Pratyaksh Patel | Carathéodory's Theorem

March 2026

I first encountered Carathéodory's theorem in the middle of reading a proof about the Frank-Wolfe algorithm. There it sat in the opening paragraph, stated as though everyone already knew it: any point in the convex hull of a set in \(\mathbb{R}^d\) can be expressed as a convex combination of at most \(d+1\) points of that set. The author moved on immediately. I stopped there for a long time.

The statement sounds mild until you sit with what it actually says. Take a convex polygon with a hundred vertices. Pick any point in its interior. Carathéodory's theorem guarantees you can always find three vertices of that polygon - just three, never more - such that your chosen point is a weighted average of exactly those three. The other ninety-seven vertices are irrelevant to this point. Three witnesses always suffice.

That feels wrong. If you pick a point somewhere in the middle of a polygon whose vertices are spread all around it, surely you need all of them to locate it precisely? Not at all. The theorem says three is always enough, and the bound is tight. It holds in any dimension, for any convex set, for any interior or boundary point. In \(\mathbb{R}^2\), always three. In \(\mathbb{R}^3\), always four. In \(\mathbb{R}^d\), always \(d+1\).

◆ Directive 1 ◆
For each space that the essay on Carathéodory's theorem names with a specific point count, list the space and the number of points that the essay says always suffice there.
◆ Directive 2 ◆
Reproduce word for word the part of the essay on Carathéodory's theorem starting with "I first encountered" and going on through "a long time.".

◆ Dataset excerpts ◆
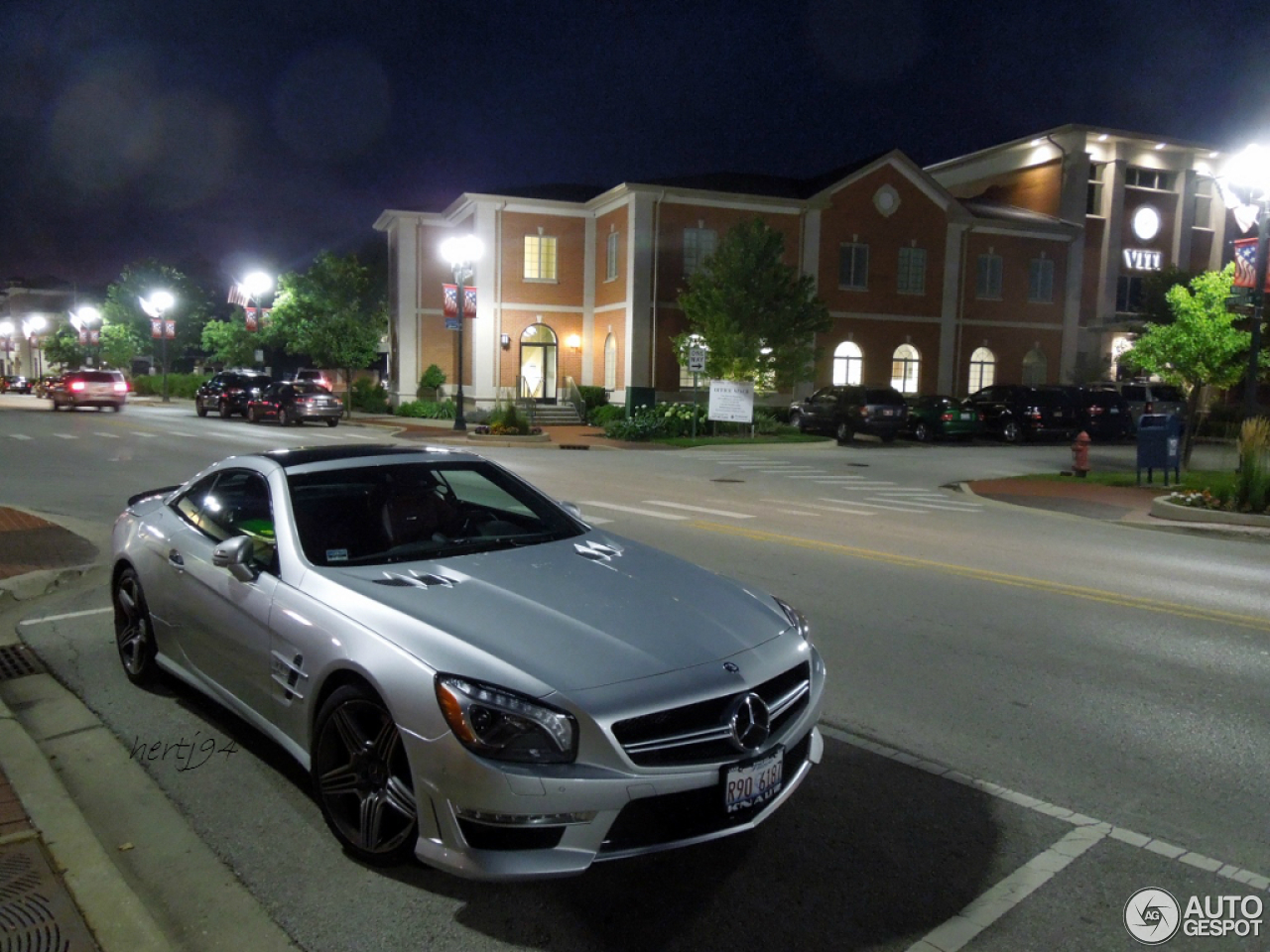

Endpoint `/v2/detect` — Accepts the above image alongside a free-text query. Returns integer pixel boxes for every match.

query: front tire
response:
[310,684,418,866]
[110,568,159,685]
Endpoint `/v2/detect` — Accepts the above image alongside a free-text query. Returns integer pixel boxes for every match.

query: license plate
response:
[722,748,785,813]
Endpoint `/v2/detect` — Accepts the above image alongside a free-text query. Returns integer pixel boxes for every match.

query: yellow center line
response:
[687,520,1270,631]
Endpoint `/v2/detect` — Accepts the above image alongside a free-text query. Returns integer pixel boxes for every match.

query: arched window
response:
[1024,346,1049,387]
[833,340,865,387]
[604,331,617,390]
[969,346,997,394]
[890,344,922,394]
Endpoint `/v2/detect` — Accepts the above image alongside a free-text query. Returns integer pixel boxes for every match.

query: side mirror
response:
[212,536,259,581]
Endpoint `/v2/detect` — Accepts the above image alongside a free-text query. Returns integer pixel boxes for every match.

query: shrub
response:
[396,400,454,420]
[130,373,209,400]
[352,377,389,414]
[414,363,445,400]
[1234,416,1270,513]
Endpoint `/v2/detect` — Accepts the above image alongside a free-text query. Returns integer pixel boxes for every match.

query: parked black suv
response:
[790,385,908,443]
[194,371,273,420]
[969,384,1077,443]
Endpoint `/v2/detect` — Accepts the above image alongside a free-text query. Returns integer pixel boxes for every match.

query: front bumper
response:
[401,656,825,880]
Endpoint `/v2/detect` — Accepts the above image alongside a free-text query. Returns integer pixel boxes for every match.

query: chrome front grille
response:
[613,662,812,767]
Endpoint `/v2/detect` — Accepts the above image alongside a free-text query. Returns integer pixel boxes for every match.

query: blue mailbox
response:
[1138,414,1183,486]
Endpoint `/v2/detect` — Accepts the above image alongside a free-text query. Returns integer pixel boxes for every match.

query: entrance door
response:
[520,323,557,404]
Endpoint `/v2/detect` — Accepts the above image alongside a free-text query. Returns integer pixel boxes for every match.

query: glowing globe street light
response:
[137,291,177,404]
[1225,144,1270,416]
[441,235,485,430]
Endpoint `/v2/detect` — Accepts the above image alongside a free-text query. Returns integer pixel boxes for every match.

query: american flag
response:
[441,285,476,317]
[1234,239,1270,291]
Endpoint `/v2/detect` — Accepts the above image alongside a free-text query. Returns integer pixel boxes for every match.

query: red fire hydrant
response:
[1072,430,1089,479]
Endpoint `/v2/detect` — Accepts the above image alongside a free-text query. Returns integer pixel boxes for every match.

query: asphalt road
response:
[0,398,1270,949]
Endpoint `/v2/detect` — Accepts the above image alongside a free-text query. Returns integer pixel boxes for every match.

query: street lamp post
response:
[0,321,18,373]
[139,291,177,404]
[441,235,485,430]
[71,304,101,366]
[1229,144,1270,417]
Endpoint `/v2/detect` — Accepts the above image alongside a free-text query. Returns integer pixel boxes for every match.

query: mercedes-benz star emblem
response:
[727,693,772,754]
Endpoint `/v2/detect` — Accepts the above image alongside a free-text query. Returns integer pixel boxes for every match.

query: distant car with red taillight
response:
[49,371,128,413]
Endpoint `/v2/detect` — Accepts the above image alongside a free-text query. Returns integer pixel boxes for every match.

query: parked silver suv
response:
[49,371,128,413]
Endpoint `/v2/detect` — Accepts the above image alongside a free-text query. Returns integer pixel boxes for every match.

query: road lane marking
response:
[643,499,754,520]
[821,721,1270,952]
[18,608,114,625]
[577,499,689,521]
[908,824,1111,952]
[691,523,1270,631]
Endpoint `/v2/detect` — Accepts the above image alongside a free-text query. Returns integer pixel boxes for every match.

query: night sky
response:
[0,0,1270,289]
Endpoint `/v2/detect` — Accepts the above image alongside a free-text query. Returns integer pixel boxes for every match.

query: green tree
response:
[1131,264,1265,464]
[675,218,830,389]
[101,260,214,375]
[101,321,149,373]
[44,323,83,368]
[202,317,263,367]
[269,251,389,410]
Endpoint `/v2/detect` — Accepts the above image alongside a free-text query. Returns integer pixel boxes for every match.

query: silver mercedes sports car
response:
[110,445,826,880]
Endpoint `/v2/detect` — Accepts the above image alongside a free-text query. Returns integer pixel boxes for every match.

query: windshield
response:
[287,462,583,566]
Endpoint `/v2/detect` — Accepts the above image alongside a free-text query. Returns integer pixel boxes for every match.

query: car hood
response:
[318,532,789,690]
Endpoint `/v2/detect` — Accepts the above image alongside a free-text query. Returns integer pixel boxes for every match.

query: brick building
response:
[375,126,1226,405]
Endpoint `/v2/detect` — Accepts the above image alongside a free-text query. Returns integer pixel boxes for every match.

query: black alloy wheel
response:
[312,684,418,866]
[110,568,159,685]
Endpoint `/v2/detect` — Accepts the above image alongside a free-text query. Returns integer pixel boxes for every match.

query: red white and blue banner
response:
[441,285,476,318]
[1234,239,1270,294]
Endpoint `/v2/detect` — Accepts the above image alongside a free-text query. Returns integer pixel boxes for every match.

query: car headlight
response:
[437,674,577,765]
[772,595,812,645]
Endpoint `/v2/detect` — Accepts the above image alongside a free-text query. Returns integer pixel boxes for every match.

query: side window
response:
[176,470,274,567]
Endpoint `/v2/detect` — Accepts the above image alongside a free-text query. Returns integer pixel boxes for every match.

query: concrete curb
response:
[0,701,172,952]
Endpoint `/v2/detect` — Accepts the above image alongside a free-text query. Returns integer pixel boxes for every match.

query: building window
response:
[525,235,557,281]
[1124,165,1175,191]
[604,331,617,391]
[1024,346,1049,387]
[895,248,926,295]
[838,241,869,291]
[890,344,921,394]
[833,340,865,387]
[1195,178,1212,228]
[970,346,997,394]
[1028,258,1054,304]
[604,231,617,281]
[1115,274,1142,313]
[975,253,1001,300]
[1084,163,1107,214]
[684,228,718,278]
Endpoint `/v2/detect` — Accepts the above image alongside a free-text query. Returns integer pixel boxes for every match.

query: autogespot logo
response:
[1124,888,1181,946]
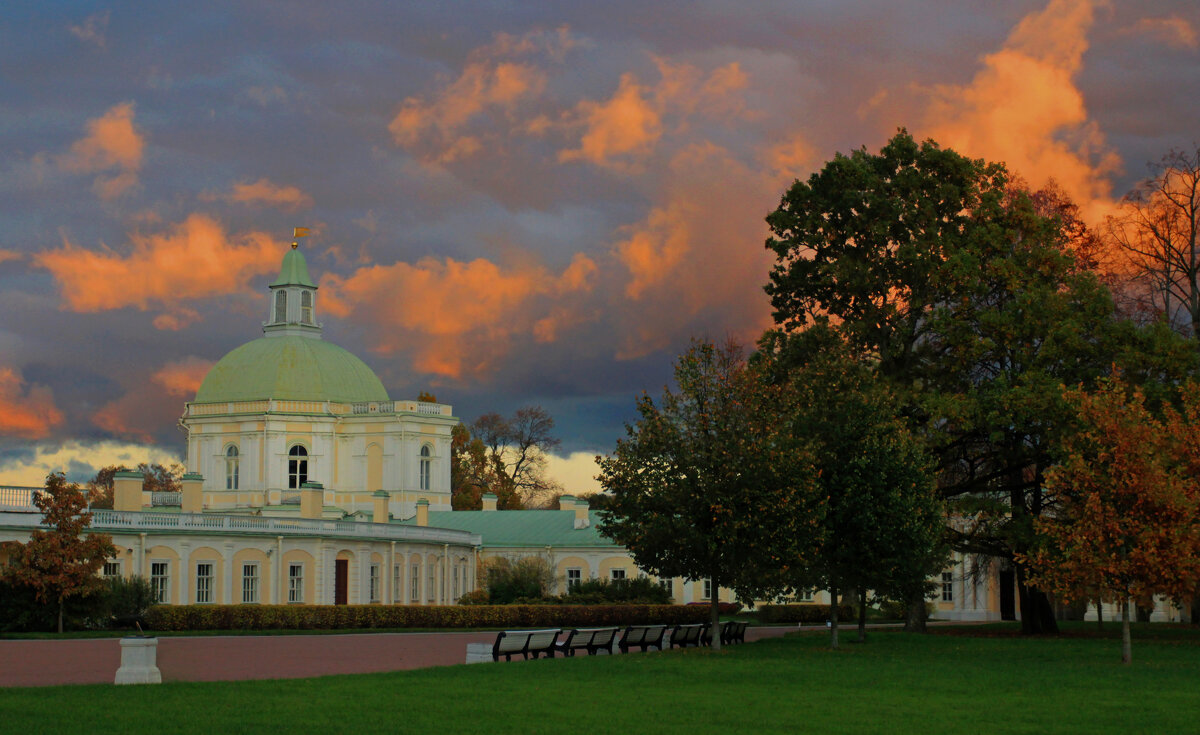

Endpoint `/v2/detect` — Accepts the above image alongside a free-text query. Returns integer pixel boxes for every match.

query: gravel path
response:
[0,626,796,687]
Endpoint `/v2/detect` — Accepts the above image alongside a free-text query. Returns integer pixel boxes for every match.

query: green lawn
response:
[0,627,1200,735]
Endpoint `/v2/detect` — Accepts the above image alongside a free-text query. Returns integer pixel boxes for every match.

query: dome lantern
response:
[263,227,320,340]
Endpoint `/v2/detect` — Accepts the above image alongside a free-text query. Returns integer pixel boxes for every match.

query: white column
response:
[221,544,234,605]
[359,544,373,604]
[179,543,196,605]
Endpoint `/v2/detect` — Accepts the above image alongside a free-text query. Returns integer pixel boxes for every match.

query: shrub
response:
[688,600,742,621]
[880,599,936,620]
[758,604,854,625]
[103,576,155,628]
[563,576,671,605]
[145,604,708,631]
[480,556,554,605]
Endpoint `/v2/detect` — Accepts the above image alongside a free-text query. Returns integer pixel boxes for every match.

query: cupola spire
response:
[263,227,320,340]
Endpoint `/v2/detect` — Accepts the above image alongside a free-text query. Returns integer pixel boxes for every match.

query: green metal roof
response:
[271,247,317,288]
[400,510,618,548]
[194,336,390,404]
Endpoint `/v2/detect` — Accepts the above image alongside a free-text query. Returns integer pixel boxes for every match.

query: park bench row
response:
[492,621,746,661]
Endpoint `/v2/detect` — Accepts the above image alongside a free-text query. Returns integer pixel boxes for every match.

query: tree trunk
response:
[904,587,925,633]
[829,585,838,651]
[1013,564,1058,635]
[1121,597,1133,664]
[709,574,721,651]
[858,587,866,643]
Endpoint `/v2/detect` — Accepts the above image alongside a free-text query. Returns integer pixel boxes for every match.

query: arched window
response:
[421,444,433,490]
[300,291,312,324]
[288,444,308,489]
[226,444,238,490]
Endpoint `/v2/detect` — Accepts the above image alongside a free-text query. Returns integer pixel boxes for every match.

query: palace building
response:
[0,244,1089,620]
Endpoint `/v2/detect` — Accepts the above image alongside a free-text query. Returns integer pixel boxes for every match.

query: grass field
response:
[0,628,1200,735]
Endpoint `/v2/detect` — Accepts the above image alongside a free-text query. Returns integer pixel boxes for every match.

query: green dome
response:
[194,336,390,404]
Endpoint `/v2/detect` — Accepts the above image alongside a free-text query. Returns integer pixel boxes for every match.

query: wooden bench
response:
[557,628,617,656]
[671,623,713,649]
[492,628,563,661]
[721,620,746,646]
[617,626,667,653]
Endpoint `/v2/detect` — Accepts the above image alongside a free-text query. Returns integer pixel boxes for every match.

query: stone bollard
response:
[467,644,492,663]
[113,637,162,683]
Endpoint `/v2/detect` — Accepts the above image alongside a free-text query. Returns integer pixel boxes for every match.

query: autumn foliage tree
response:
[450,406,562,510]
[599,341,823,647]
[4,472,116,633]
[1025,378,1200,663]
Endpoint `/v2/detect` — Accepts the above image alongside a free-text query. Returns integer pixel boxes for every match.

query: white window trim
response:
[241,562,259,605]
[288,562,304,604]
[196,561,217,605]
[150,558,170,604]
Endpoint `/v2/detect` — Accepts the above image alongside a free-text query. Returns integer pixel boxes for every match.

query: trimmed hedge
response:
[758,604,857,625]
[145,605,708,631]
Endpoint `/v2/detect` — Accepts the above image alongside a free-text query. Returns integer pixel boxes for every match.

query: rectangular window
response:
[288,563,304,603]
[150,562,170,603]
[196,562,212,603]
[241,564,258,603]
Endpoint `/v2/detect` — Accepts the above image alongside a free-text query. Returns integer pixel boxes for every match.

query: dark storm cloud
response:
[0,0,1200,482]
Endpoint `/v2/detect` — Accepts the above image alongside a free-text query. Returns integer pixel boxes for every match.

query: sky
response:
[0,0,1200,492]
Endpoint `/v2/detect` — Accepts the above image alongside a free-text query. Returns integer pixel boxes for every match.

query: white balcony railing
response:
[0,510,481,546]
[0,485,41,510]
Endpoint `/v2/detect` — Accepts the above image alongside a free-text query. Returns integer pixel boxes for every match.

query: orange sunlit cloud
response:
[388,29,575,163]
[320,255,595,377]
[34,214,286,329]
[612,142,786,359]
[58,102,145,199]
[559,58,749,168]
[1128,16,1200,49]
[919,0,1121,223]
[200,177,312,211]
[558,73,662,166]
[0,366,62,440]
[150,357,212,400]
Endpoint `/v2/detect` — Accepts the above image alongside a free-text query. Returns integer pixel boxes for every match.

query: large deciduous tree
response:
[1106,149,1200,337]
[767,131,1187,633]
[756,328,947,649]
[1026,380,1200,663]
[599,341,823,647]
[4,472,116,633]
[451,406,562,509]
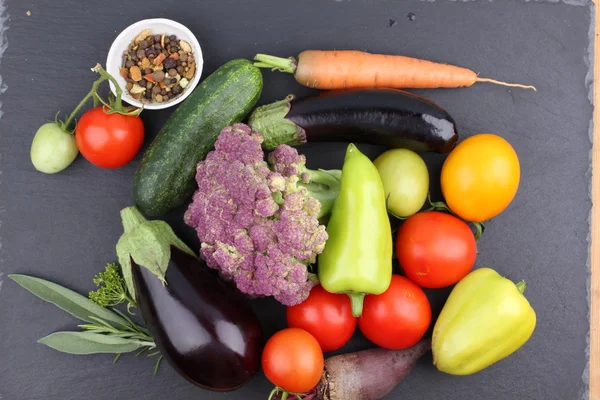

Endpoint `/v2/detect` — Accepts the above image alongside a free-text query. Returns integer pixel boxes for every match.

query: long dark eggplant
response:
[117,207,264,391]
[248,89,458,153]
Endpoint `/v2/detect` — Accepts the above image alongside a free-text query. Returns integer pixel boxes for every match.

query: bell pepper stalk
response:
[432,268,536,375]
[317,143,393,317]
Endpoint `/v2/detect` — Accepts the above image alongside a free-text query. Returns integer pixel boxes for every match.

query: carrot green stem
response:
[254,54,298,74]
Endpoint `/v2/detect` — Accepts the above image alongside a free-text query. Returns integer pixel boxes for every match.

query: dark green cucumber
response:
[133,59,263,217]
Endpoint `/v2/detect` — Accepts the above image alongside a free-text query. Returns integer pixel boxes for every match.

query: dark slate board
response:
[0,0,593,400]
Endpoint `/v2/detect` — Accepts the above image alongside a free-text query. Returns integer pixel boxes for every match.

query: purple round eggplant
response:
[131,246,264,391]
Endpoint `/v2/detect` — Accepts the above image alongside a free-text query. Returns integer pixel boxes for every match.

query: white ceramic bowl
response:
[106,18,204,110]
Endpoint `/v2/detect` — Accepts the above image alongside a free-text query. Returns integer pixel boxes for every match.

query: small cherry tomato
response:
[286,285,356,351]
[262,328,325,393]
[441,133,521,222]
[358,275,431,350]
[396,211,477,288]
[75,107,144,168]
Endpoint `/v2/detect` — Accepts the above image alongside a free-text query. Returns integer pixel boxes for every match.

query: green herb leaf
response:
[38,332,146,355]
[8,274,128,328]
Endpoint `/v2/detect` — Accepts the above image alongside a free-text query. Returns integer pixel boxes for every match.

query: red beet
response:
[304,339,431,400]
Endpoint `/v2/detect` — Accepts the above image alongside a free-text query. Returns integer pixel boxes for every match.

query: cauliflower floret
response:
[184,124,339,306]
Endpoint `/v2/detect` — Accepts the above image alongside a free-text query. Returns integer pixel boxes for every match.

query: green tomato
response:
[30,122,79,174]
[373,149,429,218]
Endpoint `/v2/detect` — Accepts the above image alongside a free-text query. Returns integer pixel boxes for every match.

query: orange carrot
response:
[254,50,536,90]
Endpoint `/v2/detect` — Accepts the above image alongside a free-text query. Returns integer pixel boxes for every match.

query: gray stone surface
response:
[0,0,593,400]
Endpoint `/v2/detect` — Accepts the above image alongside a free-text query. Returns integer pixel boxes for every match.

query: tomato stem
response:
[57,64,142,134]
[515,280,527,294]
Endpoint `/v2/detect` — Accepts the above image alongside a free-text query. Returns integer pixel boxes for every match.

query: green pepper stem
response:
[254,54,298,74]
[348,293,365,317]
[298,169,342,219]
[121,206,148,233]
[515,280,527,294]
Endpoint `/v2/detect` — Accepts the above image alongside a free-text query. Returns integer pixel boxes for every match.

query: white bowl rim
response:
[106,18,204,110]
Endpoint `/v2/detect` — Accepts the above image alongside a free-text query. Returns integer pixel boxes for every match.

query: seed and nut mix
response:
[120,29,196,103]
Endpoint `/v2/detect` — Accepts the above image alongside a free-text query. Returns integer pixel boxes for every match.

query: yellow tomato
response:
[441,133,521,222]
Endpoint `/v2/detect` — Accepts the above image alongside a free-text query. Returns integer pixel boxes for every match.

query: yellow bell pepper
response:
[432,268,536,375]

◆ Task output 1 ◆
\(\mathbb{R}^2\): three
\(\mathbb{R}^3\): four
\(\mathbb{R}^d\): \(d+1\)

◆ Task output 2 ◆
I first encountered Carathéodory's theorem in the middle of reading a proof about the Frank-Wolfe algorithm. There it sat in the opening paragraph, stated as though everyone already knew it: any point in the convex hull of a set in \(\mathbb{R}^d\) can be expressed as a convex combination of at most \(d+1\) points of that set. The author moved on immediately. I stopped there for a long time.